(Referring expression pointing data)

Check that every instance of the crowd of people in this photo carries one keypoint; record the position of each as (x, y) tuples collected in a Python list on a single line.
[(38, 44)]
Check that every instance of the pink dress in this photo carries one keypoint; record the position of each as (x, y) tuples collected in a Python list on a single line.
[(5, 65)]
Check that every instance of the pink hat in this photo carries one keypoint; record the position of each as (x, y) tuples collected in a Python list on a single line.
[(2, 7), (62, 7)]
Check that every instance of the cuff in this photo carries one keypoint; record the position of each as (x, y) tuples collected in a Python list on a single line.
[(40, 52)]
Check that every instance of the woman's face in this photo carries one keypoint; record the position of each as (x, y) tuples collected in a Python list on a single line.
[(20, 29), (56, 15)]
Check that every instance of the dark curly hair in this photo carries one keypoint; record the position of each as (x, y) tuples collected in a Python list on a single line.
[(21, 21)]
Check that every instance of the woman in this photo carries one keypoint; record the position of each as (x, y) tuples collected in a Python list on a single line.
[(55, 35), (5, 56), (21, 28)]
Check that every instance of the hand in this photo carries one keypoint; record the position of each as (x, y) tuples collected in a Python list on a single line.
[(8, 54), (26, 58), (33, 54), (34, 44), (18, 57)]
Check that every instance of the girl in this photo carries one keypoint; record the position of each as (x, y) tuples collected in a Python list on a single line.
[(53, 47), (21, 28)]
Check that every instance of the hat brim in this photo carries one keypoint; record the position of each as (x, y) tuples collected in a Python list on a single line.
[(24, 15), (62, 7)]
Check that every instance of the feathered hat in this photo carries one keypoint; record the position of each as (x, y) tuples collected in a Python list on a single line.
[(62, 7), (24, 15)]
==
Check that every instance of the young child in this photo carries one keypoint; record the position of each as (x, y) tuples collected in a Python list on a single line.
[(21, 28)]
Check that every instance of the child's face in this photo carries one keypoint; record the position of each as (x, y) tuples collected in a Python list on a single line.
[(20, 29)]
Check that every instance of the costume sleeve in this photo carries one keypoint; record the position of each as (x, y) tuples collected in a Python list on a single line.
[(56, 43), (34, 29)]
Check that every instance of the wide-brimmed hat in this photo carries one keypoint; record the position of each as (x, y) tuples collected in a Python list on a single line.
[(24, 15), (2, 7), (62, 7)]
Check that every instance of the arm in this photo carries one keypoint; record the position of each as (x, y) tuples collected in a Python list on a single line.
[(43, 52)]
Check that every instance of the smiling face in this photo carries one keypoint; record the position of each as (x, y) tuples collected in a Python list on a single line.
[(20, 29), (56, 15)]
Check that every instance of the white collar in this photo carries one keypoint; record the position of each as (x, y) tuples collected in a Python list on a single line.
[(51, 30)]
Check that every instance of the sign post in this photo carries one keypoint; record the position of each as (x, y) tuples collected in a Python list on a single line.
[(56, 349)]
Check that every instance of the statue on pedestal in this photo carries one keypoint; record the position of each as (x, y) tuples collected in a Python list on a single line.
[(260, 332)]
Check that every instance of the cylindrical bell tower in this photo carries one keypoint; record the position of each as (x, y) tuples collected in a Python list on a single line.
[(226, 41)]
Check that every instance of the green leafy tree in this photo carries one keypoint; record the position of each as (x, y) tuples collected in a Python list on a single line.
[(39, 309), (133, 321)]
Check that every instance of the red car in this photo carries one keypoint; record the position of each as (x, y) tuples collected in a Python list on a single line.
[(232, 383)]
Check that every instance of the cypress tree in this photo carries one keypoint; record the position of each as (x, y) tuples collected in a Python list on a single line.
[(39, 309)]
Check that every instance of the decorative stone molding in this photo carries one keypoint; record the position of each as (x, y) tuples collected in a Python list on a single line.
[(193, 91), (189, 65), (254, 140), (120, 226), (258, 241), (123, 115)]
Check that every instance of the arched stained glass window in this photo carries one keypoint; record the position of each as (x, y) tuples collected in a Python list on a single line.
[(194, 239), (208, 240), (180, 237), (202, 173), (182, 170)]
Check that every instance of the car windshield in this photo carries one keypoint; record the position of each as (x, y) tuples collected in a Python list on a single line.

> WHAT THE EXERCISE ASKS
Wherever the line holding "Check that every instance of the arched" falls in the entries above, copy exactly from it through the line holding "Check that every instance of the car", inclusive, and add nothing.

> WRITTEN REPLY
Check that every instance of the arched stained glass window in this photo carries one keypoint; record the position of each as (x, y) tuples collected in a Python list on a single line.
[(194, 239), (208, 240), (180, 237), (202, 173), (182, 170)]
Check that every instance of the car windshield in this photo carries one keypoint; record the position of each as (x, y) tuples collected in a Python list on a single line.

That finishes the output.